▸ Task brief
Each line in the records that mentions the word "above" needs to be listed.

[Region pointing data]
######
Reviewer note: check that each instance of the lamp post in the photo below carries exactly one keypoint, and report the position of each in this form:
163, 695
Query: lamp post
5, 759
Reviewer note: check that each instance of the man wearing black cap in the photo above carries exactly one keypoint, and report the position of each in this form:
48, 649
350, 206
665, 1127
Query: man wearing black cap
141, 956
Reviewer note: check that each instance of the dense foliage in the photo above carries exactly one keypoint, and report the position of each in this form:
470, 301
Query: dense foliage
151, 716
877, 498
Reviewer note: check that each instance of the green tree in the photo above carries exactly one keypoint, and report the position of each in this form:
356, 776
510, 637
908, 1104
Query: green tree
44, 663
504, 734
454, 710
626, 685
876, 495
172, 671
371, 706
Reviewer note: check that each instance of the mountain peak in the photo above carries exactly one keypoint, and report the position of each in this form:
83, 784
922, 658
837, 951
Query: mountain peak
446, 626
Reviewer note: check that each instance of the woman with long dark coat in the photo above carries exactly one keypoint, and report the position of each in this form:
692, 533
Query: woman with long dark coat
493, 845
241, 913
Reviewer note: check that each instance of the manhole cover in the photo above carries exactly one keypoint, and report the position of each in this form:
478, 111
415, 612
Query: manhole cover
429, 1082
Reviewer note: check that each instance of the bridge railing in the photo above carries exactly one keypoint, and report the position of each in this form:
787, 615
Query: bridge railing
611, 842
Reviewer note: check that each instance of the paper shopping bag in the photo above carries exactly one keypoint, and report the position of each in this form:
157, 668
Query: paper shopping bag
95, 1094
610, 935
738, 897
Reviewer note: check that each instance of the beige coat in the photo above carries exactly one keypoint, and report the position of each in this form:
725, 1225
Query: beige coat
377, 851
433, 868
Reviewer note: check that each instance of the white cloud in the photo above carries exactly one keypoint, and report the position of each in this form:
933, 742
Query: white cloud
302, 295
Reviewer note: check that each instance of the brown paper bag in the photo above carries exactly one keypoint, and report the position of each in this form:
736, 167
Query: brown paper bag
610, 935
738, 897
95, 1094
######
▸ Response
Reviewer note: check that each instance of the man wearing black cap in the photo above carries exactly one keypoint, and report the position of each in this form:
Reviewer note: check that each instance of the dense foliage in the photo above carries exactly one keypoint, and report the position of each in this form:
Reviewer note: check that each instance of the green tree in the photo above carries exactly one keypoint, and report the position of each in this form:
Reviewer note: check that each instance of the mountain peak in the photo above carries exactly one keypoint, and report the position of each in this form:
Reviewer note: check that each instance of the woman with long dark coat in the photo above carries exactly one keypoint, and report the position of each in this form:
Reviewer note: check that each instance of the manhole cover in the photo above carries exactly one keypoint, and report the position of each in this form:
Reviewer note: check that each instance of the bridge railing in the photo above carries exactly one keypoint, and report the position of each in this form:
Reviewer note: check that each instance of the paper shopping bag in the photo above carries exactly one keypoint, and report the position of each in this form:
Reviewer note: check that each instance of the beige coat in the photo above carries exactly one keypoint, and report the position of each in this form:
Reviewer note: check that each instance of the white cloud in the photo above carries exactly one keypoint, and report the position of each in this form:
Reviewer note: check that each instance of the brown paper bag in the photo above carries exactly one keypoint, and report the position of each in this form:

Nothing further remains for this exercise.